*Yang Perlu Dikerjakan*:
A: Tuliskan kembali tanpa perubahan apa pun bagian teks tentang penemuan sinar Roentgen yang dibuka oleh kata-kata yang memuat "Penemuannya diumumkan dalam" dan ditutup dengan "banyak dari uranium.".
B: Teruskan teks tentang penemuan sinar Roentgen mulai dari kalimat terakhirnya.

*Teks Sumber*:
::::
Wilhelm
Conrad Roentgen seorang ahli fisika di Universitas Wurzburg, Jerman,
pertama kali menemukan sinar Roentgen pada tahun 1895 sewaktu melakukan
eksperimen dengan sinar katoda. Saat itu dia melihat timbulnya sinar
fluoresensi yang berasal dari krostal barium platinosianida dalam tabung
Crookes-Hittorf yang dialiri listrik. Ia segera menyadari bahwa
fenomena ini merupakan suatu penemuan baru sehingga dengan gigih ia
terus menerus melanjutkan penyelidikannya dalam minggu-minggu
berikutnya. Tidak lama kemudian ditemukanlah sinar yang disebutnya sinar
baru atau sinar X. Baru di kemudian hari orang menamakan sinar tersebut
sinar Roentgen sebagai penghormatan kepada Wilhelm Conrad Roentgen.
Penemuan
Roentgen ini merupakan suatu revolusi dalam dunia kedokteran karena
ternyata dengan hasil penemuan itu dapat diperiksa bagian-bagian tubuh
manusia yang sebelumnya tidak pernah dapat dicapai dengan cara-cara
konvensional. Salah satu visualisasi hasil penemuan Roentgen adalah foto
jari-jari tangan istrinya yang dibuat dengan mempergunakan kertas
potret yang diletakkan di bawah tangan istrinya dan disinari dengan
sinar baru itu.
Roentgen
dalam penyelidikan selanjutnya segera menemukan hampir semua sifat
sinar Roentgen, yaitu sifat-sifat fisika dan kimianya. Namun ada satu
sifat yang tidak sampai diketahuinya, yaitu sifat biologik yang dapat
merusak sel-sel hidup. Sifat yang ditemukan Roentgen antara lain bahwa
sinar ini bergerak dalam garis lurus, tidak dipengaruhi oleh lapangan
magnetic dan mempunyai daya tembus yang semakin kuat apabila tegangan
listrik yang digunakan semakin tinggi, sedangkan di antara sifat-sifat
lainnya adalah bahwa sinar ini menghitamkan kertas potret. Selain foto
tangan istrinya, terdapat juga foto-foto pertama yang berhasil dibuat
oleh Roentgen ialah benda-benda logam di dalam kotak kayu, diantaranya
sebuah pistol dan kompas.
Setahun
setelah Roentgen menemukan sinar-X, maka Henri Becquerel, di Perancis,
pda tahun 1895 menemukan unsur uranium yang mempunyai sifat hampir sama.
Penemuannya diumumkan dalam kongres Akademi Ilmu Pengetahuan Paris pada
tahun itu juga. Tidak lama kemudian, Marie dan Piere Curie menemukan
unsur thorium pada awal tahun 1896, sedangkan pada akhir tahun yang sama
pasangan suami istri tersebut menemukan unsur ketiga yang dinamakan
polonium sebagai penghormatan kepada negara asal mereka, Polandia. Tidak
lama sesudah itu mereka menemukan unsur radium yang memancarkan radiasi
kira-kira 2 juta kali lebih banyak dari uranium.
::::
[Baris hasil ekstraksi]
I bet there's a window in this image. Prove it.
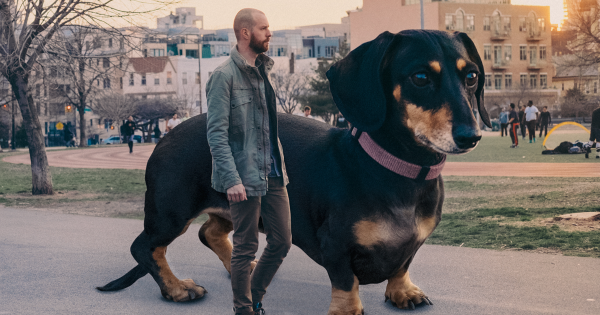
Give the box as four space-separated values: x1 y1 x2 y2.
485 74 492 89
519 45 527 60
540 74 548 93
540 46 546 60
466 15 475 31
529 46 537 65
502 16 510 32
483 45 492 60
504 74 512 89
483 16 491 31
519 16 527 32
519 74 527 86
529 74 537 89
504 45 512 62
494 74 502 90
::::
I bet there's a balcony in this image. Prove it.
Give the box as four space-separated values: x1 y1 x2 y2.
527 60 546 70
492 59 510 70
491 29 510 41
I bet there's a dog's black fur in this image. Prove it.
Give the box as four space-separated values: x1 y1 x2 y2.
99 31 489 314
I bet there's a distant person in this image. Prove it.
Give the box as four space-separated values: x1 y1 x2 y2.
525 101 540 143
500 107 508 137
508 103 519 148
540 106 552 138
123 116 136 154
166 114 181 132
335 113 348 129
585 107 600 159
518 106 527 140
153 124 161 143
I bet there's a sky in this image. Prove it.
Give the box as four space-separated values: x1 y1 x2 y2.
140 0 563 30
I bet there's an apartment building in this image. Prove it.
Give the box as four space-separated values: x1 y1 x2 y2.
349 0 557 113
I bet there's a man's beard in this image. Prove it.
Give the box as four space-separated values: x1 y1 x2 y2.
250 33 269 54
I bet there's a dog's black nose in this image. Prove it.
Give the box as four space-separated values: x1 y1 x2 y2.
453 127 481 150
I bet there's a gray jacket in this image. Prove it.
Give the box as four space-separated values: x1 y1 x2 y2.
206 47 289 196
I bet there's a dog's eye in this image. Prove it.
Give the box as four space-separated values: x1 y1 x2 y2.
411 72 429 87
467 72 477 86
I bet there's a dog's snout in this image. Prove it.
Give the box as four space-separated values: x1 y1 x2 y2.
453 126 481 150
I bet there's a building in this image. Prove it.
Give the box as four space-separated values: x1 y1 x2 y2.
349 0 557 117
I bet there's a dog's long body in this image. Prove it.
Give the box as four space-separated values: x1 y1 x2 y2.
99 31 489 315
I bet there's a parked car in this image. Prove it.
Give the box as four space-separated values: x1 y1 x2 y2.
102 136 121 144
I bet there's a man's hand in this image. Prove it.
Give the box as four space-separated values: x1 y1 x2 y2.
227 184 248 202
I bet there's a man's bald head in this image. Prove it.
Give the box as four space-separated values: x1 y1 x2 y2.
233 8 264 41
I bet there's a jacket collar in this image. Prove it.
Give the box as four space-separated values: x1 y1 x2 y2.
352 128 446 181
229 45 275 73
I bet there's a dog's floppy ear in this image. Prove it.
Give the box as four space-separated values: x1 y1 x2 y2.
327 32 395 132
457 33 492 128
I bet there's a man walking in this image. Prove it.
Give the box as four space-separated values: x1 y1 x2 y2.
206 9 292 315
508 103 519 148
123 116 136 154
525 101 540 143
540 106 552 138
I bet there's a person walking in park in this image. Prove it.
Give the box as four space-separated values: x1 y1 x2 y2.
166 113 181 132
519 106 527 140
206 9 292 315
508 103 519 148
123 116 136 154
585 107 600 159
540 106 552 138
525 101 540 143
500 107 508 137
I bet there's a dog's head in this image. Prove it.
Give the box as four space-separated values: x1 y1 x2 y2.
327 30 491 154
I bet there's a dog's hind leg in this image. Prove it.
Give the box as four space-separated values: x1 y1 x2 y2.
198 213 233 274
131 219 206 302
::::
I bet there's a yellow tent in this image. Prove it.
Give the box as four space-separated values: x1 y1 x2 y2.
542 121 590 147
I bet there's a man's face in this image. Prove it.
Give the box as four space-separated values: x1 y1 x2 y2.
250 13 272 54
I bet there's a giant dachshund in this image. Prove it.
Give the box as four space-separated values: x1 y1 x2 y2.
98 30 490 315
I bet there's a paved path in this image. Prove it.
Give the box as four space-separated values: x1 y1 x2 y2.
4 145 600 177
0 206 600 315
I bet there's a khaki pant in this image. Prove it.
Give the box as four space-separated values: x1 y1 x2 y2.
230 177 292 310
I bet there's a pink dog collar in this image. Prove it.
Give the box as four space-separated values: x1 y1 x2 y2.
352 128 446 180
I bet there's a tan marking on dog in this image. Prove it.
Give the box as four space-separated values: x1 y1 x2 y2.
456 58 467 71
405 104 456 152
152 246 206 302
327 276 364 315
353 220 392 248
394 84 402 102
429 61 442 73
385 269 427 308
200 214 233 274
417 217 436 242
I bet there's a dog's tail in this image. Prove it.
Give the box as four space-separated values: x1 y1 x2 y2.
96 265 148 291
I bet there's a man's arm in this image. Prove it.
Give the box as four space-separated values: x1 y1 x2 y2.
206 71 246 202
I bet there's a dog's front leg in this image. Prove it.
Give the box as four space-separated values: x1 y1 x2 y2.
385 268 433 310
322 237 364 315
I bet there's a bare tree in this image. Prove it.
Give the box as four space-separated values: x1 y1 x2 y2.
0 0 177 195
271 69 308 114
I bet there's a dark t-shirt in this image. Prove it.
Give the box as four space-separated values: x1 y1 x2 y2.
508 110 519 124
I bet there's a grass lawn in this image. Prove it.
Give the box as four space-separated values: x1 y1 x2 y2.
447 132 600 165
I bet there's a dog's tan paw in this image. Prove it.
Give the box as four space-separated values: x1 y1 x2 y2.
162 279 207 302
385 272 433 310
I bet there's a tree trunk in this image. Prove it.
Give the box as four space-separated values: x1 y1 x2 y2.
::::
*Jawaban Tiap Tugas*:
A:
Penemuannya diumumkan dalam kongres Akademi Ilmu Pengetahuan Paris pada
tahun itu juga. Tidak lama kemudian, Marie dan Piere Curie menemukan
unsur thorium pada awal tahun 1896, sedangkan pada akhir tahun yang sama
pasangan suami istri tersebut menemukan unsur ketiga yang dinamakan
polonium sebagai penghormatan kepada negara asal mereka, Polandia. Tidak
lama sesudah itu mereka menemukan unsur radium yang memancarkan radiasi
kira-kira 2 juta kali lebih banyak dari uranium.

B:
Baik
Roentgen yang pada tahun-tahun setelah penemuannya mengumumkan segala
yang diketahuinya tentang sinar X tanpa mencari keuntungan sedikitpun,
maupun Marie dan Piere Curie yang juga melakukan hal yang sama, menerima
hadiah Nobel. Roentgen menerima pada tahun 1901, sedangkan Marie dan
Piere Curie pada tahun 1904. Pada tahun 1911, Marie sekali lagi menerima
hadiah Nobel untuk penelitiannya di bidang kimia. Hal ini merupakan
kejadian satu-satunya di mana seseorang mendapat hadiah Nobel dua kali.
Setelah itu, anak Marie dan Piere Curie yang bernama Irene Curie juga
mendapat hadiah Nobel dibidang penelitian kimia bersama dengan suaminya,
Joliot pada tahun 1931.
Sebagaimana biasanya sering terjadi pada penemuan-penemuan baru, tidak
semua orang menyambutnya dengan tanggapan yang baik. Ada saja yang tidak
senang, malahan menunjukkan reaksi negative secara berlebihan. Suatu
surat kabar malamdi London
bahkan mengatakan bahwa sinar baru itu yang memungkinkan orang dapat
melihat tulang-tulang orang lain seakan-akan ditelanjangi sebagai suatu
hal yang tidak sopan. Oleh karena itu, Koran tersebut menyerukan kepada
semua Negara yyang beradab agar membakar semua karya Roentgen dan
menghukum mati penemunya.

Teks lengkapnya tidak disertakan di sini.